**Work task**
Search the data for the string "screen" and copy each line in which it appears.
Start of Record set
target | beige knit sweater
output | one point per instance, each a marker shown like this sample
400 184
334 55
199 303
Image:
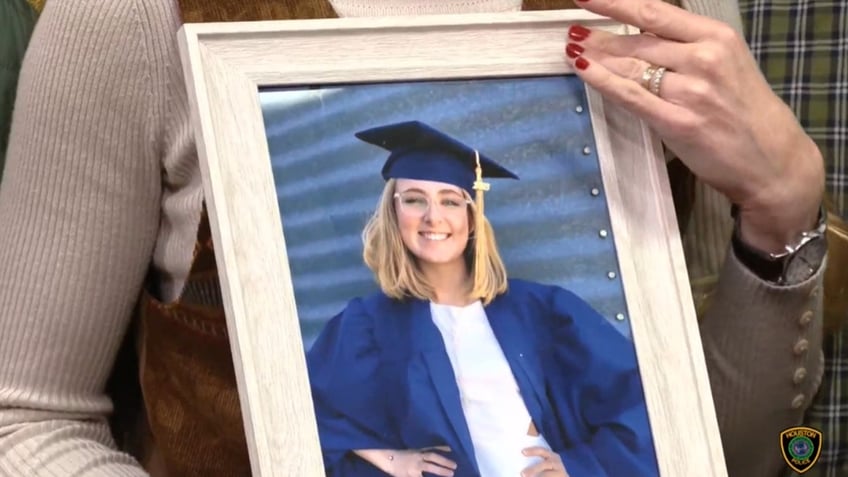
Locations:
102 178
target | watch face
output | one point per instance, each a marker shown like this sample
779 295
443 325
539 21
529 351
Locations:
802 264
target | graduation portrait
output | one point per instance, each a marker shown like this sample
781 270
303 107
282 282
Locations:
454 260
456 280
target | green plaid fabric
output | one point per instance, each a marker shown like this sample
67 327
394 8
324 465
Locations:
802 47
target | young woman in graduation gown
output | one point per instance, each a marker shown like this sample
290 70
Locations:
452 368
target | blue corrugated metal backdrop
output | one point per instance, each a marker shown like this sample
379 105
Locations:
548 224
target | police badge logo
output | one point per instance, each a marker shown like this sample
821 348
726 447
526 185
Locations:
801 447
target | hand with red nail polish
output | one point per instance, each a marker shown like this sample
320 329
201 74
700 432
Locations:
693 80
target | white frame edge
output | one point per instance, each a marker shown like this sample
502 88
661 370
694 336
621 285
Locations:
227 63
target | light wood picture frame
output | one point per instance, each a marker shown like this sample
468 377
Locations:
228 64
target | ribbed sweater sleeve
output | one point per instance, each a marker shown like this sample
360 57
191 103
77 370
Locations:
95 149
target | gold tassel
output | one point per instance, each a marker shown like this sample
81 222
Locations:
481 241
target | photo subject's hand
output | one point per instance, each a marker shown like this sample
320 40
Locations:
693 80
411 462
550 466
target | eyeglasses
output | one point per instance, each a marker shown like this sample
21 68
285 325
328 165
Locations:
417 204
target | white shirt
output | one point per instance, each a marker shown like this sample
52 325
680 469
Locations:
497 417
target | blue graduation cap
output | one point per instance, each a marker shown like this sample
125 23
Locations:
419 151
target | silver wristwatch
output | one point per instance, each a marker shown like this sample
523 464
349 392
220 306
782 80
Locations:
797 262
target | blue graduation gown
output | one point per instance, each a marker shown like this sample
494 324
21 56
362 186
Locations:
381 379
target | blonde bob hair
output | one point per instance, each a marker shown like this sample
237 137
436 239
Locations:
396 269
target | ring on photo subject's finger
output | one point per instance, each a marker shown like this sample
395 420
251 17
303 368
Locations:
647 75
656 80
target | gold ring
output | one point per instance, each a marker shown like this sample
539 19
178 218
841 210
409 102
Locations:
647 75
656 80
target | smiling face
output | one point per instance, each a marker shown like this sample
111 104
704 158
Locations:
433 221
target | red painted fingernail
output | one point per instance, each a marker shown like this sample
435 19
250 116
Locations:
578 32
573 50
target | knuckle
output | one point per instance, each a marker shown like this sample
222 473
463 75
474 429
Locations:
649 15
631 94
707 57
726 35
699 92
687 126
634 69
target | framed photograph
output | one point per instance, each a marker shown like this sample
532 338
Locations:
303 128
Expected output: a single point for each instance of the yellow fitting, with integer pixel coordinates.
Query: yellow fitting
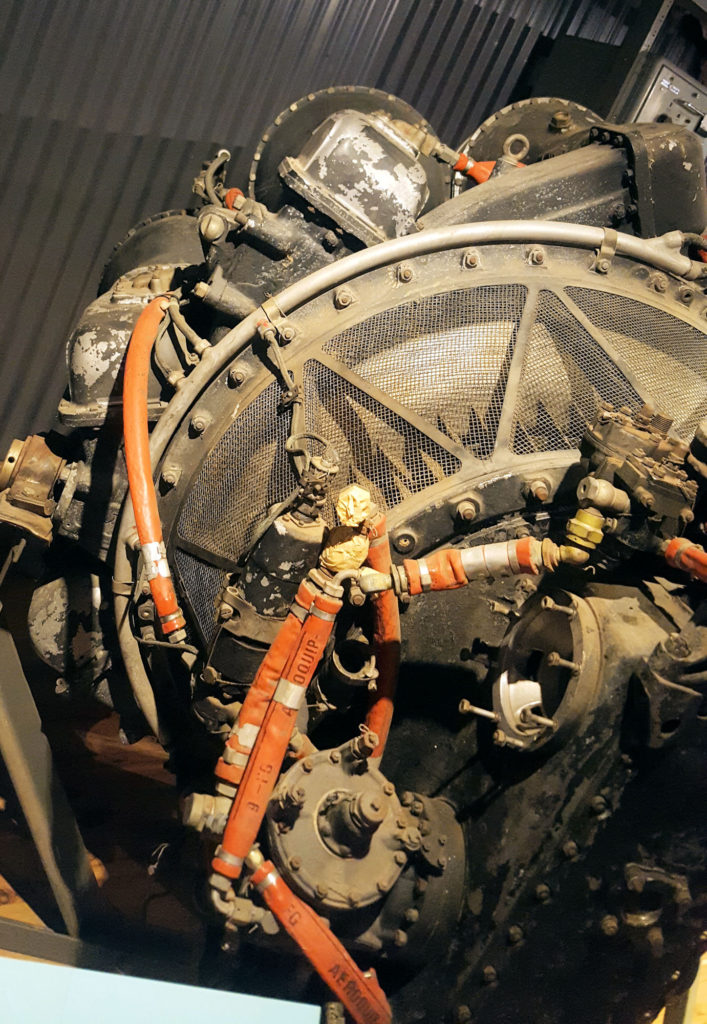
(346, 548)
(354, 505)
(584, 529)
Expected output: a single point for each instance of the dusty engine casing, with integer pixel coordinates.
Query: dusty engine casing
(471, 378)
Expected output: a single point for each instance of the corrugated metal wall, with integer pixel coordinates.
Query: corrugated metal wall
(108, 107)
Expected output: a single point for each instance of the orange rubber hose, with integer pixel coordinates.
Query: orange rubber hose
(684, 555)
(386, 640)
(358, 990)
(138, 465)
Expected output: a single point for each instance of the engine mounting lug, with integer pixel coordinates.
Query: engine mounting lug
(555, 660)
(542, 893)
(610, 925)
(343, 297)
(548, 604)
(490, 975)
(467, 510)
(404, 543)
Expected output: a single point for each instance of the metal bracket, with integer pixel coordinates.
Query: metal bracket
(28, 758)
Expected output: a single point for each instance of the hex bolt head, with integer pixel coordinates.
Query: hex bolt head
(467, 510)
(598, 805)
(610, 925)
(404, 543)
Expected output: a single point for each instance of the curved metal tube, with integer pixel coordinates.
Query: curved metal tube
(656, 252)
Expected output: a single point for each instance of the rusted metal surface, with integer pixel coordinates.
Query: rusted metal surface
(91, 146)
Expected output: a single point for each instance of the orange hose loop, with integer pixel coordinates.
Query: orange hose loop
(140, 481)
(684, 555)
(358, 990)
(386, 642)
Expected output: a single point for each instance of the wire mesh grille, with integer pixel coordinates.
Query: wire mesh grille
(446, 357)
(376, 448)
(565, 377)
(246, 472)
(667, 356)
(203, 584)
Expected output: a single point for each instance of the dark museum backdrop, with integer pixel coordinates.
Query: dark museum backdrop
(108, 108)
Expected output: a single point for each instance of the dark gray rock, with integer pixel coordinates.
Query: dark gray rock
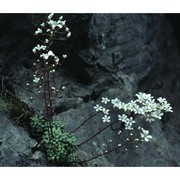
(113, 55)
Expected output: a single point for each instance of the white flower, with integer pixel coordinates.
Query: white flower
(64, 56)
(46, 55)
(38, 31)
(36, 79)
(162, 100)
(66, 29)
(97, 107)
(42, 24)
(55, 24)
(145, 135)
(38, 47)
(69, 34)
(46, 40)
(123, 118)
(106, 118)
(105, 111)
(143, 97)
(61, 17)
(105, 100)
(50, 16)
(50, 53)
(157, 114)
(56, 59)
(63, 22)
(116, 102)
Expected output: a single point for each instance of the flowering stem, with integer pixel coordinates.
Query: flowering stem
(97, 133)
(85, 122)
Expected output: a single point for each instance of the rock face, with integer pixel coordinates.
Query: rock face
(111, 55)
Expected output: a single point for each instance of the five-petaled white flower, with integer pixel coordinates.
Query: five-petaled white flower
(50, 16)
(97, 107)
(36, 79)
(38, 31)
(105, 111)
(145, 135)
(105, 100)
(69, 34)
(106, 118)
(64, 56)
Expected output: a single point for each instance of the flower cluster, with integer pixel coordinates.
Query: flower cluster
(51, 26)
(144, 105)
(47, 61)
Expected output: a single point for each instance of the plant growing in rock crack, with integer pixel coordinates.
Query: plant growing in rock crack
(59, 146)
(130, 117)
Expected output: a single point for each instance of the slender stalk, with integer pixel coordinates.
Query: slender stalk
(97, 133)
(85, 122)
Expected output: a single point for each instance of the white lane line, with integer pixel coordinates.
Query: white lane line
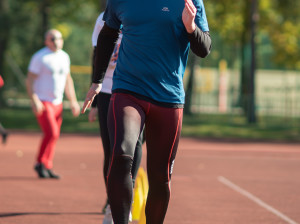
(250, 196)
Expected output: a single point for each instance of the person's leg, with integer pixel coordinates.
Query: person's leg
(125, 121)
(137, 157)
(4, 133)
(163, 127)
(50, 122)
(102, 105)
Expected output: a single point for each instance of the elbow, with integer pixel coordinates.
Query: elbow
(202, 51)
(205, 51)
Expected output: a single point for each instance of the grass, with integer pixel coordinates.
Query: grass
(211, 126)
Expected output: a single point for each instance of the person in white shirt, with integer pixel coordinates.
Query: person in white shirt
(47, 80)
(100, 107)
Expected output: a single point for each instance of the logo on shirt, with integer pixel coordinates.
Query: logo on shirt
(165, 9)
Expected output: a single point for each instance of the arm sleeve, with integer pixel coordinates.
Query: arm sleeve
(94, 103)
(200, 42)
(106, 42)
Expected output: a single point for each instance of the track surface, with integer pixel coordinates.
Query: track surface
(212, 183)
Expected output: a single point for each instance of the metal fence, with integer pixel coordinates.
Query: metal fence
(218, 91)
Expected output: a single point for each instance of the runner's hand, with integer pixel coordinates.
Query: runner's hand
(188, 16)
(93, 91)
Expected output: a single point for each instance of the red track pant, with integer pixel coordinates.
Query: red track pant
(50, 122)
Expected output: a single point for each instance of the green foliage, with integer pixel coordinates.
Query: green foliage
(278, 31)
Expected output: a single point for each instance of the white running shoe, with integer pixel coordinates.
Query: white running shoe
(130, 217)
(108, 217)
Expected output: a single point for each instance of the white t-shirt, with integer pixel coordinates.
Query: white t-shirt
(52, 69)
(107, 81)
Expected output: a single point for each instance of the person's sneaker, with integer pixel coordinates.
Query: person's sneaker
(107, 217)
(52, 175)
(41, 170)
(130, 217)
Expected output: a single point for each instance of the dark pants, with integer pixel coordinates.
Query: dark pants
(126, 119)
(103, 100)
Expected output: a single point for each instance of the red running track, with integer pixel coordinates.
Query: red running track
(213, 182)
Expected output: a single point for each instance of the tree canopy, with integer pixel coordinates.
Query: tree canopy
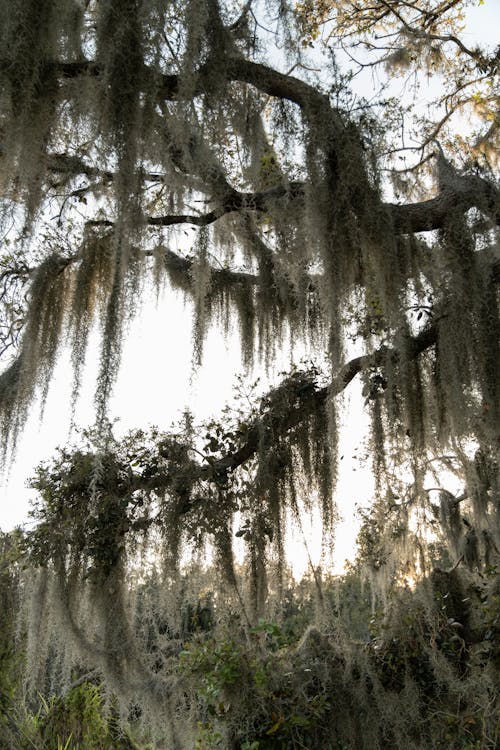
(217, 147)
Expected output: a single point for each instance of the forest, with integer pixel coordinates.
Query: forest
(315, 175)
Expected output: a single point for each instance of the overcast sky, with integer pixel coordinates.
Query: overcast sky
(156, 383)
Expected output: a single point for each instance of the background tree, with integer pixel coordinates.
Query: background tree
(125, 121)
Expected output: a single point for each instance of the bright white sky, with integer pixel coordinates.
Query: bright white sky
(156, 384)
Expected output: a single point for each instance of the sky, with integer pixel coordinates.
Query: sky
(157, 383)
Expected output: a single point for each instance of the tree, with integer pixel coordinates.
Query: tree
(120, 118)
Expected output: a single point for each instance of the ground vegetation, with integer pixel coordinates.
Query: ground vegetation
(218, 149)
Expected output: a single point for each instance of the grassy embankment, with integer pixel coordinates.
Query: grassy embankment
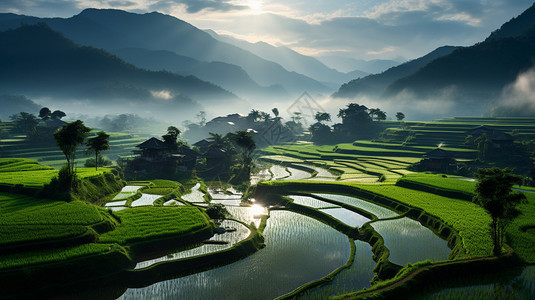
(49, 154)
(83, 243)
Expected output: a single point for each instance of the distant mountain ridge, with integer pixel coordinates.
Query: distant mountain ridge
(41, 63)
(115, 29)
(293, 61)
(468, 80)
(376, 84)
(479, 72)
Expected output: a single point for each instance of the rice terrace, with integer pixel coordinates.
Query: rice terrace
(144, 158)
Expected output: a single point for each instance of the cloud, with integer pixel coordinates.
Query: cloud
(40, 7)
(195, 6)
(518, 98)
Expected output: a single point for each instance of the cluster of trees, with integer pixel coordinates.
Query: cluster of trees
(267, 128)
(68, 138)
(233, 160)
(494, 193)
(27, 123)
(358, 121)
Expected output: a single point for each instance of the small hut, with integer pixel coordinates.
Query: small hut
(153, 149)
(438, 160)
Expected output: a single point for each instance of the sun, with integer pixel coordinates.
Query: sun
(255, 5)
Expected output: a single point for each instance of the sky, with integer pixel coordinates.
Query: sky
(359, 29)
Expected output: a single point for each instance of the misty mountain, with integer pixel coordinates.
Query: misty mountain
(376, 84)
(13, 104)
(229, 76)
(41, 63)
(480, 72)
(516, 26)
(115, 29)
(293, 61)
(348, 64)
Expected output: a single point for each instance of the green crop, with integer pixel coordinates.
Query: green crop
(145, 223)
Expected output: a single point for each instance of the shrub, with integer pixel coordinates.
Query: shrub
(102, 162)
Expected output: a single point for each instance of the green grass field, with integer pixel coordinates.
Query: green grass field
(31, 173)
(145, 223)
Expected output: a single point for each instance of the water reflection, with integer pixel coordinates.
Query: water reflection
(298, 250)
(410, 242)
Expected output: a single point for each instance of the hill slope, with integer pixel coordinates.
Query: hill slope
(115, 29)
(42, 63)
(376, 83)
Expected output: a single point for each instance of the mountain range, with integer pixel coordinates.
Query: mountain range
(41, 63)
(101, 55)
(472, 79)
(119, 31)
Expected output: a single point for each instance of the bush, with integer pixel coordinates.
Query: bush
(102, 162)
(217, 211)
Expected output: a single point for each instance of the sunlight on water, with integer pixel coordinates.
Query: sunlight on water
(145, 199)
(377, 210)
(352, 279)
(346, 216)
(312, 202)
(298, 249)
(231, 237)
(410, 242)
(196, 194)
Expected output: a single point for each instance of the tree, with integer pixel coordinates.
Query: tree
(297, 117)
(171, 137)
(68, 138)
(98, 144)
(494, 194)
(201, 116)
(380, 115)
(44, 113)
(253, 116)
(482, 144)
(321, 133)
(265, 116)
(245, 141)
(322, 116)
(25, 123)
(57, 114)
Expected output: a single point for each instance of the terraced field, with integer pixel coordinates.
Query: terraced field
(50, 155)
(30, 173)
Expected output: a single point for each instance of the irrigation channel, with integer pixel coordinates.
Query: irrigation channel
(299, 249)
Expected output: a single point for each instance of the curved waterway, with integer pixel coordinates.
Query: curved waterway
(298, 250)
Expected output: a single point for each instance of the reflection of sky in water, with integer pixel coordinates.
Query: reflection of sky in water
(354, 278)
(196, 195)
(145, 199)
(298, 250)
(247, 214)
(519, 287)
(379, 211)
(311, 202)
(297, 174)
(410, 242)
(232, 238)
(116, 203)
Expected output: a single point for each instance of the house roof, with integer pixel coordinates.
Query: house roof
(478, 130)
(51, 123)
(202, 143)
(502, 137)
(187, 152)
(438, 154)
(214, 153)
(152, 143)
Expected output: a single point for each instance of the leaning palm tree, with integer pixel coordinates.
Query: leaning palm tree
(245, 141)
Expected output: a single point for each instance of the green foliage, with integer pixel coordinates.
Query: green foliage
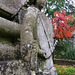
(65, 70)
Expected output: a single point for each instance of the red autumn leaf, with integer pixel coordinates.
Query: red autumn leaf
(71, 28)
(56, 13)
(62, 10)
(61, 29)
(69, 18)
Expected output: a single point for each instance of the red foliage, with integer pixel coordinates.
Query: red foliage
(61, 29)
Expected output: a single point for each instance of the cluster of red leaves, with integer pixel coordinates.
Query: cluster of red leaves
(61, 29)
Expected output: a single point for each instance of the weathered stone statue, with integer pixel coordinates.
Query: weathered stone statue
(35, 32)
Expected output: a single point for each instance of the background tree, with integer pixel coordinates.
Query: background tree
(56, 5)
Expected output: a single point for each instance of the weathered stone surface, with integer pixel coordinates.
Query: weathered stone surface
(10, 28)
(38, 3)
(14, 67)
(12, 6)
(8, 52)
(45, 35)
(45, 38)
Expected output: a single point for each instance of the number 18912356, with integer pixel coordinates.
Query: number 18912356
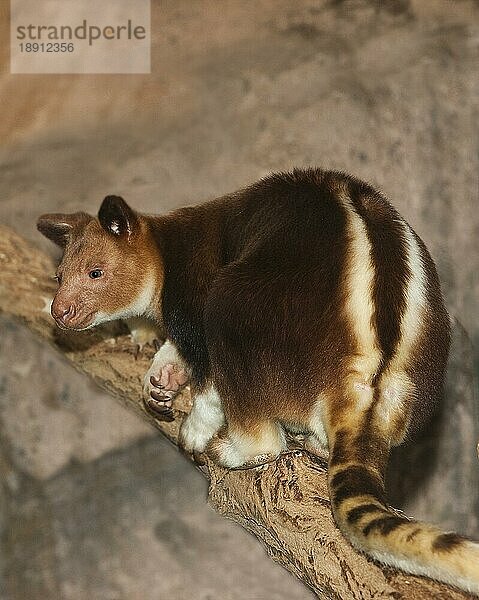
(47, 47)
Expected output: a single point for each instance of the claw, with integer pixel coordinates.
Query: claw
(159, 411)
(162, 398)
(156, 382)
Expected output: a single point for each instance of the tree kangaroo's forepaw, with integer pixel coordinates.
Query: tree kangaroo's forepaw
(160, 388)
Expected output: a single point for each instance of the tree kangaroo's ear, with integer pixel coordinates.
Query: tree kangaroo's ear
(57, 227)
(117, 217)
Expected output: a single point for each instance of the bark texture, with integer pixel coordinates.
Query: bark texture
(285, 506)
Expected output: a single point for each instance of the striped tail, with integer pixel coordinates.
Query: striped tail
(359, 505)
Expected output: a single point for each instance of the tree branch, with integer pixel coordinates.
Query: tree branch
(285, 506)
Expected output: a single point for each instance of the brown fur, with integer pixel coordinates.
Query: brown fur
(305, 300)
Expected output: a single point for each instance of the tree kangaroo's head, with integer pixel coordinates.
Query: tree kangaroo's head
(110, 268)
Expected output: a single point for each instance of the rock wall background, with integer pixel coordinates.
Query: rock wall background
(387, 90)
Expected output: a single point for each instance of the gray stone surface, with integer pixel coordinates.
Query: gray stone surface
(385, 89)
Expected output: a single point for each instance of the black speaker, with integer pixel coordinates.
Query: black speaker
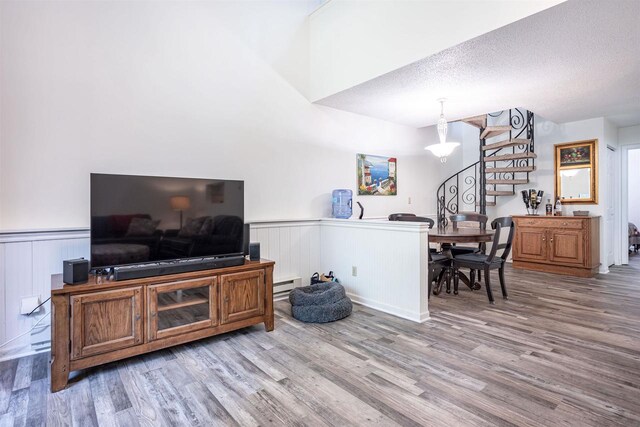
(254, 251)
(75, 271)
(246, 231)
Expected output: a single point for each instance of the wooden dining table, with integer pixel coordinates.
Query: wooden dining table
(448, 237)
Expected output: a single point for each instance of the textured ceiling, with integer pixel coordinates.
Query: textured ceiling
(577, 60)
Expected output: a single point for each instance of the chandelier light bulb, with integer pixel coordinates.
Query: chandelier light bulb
(443, 148)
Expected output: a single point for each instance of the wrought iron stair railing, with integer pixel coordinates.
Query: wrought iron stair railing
(478, 185)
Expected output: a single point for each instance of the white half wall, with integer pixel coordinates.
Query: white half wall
(188, 89)
(390, 260)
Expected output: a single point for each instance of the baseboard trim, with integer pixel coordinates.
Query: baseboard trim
(389, 309)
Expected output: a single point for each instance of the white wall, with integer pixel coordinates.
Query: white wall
(547, 134)
(179, 89)
(355, 41)
(629, 135)
(634, 186)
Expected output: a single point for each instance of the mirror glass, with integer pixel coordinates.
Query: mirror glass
(575, 172)
(575, 183)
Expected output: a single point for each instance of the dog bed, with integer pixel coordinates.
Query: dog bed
(320, 303)
(318, 294)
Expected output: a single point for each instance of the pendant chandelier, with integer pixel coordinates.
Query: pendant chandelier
(443, 148)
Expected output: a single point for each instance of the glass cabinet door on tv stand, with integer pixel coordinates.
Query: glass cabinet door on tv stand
(180, 307)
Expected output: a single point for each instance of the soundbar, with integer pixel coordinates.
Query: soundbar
(138, 271)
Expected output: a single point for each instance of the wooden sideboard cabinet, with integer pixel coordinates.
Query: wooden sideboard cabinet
(558, 244)
(97, 323)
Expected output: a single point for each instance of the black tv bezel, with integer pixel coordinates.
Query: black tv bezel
(93, 269)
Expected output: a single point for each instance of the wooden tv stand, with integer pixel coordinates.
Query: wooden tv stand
(97, 323)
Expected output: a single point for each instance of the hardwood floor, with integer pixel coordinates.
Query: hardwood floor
(561, 351)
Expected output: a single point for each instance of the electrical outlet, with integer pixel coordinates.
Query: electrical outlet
(28, 304)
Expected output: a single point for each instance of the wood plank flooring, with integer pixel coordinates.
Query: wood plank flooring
(561, 351)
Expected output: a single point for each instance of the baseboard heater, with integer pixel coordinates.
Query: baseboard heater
(282, 287)
(127, 272)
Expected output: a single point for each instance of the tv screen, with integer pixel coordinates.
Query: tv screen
End of Record set
**Task solution**
Expected output: a single point for each instance of the tv screen, with integer pixel coordinates.
Query: tv screen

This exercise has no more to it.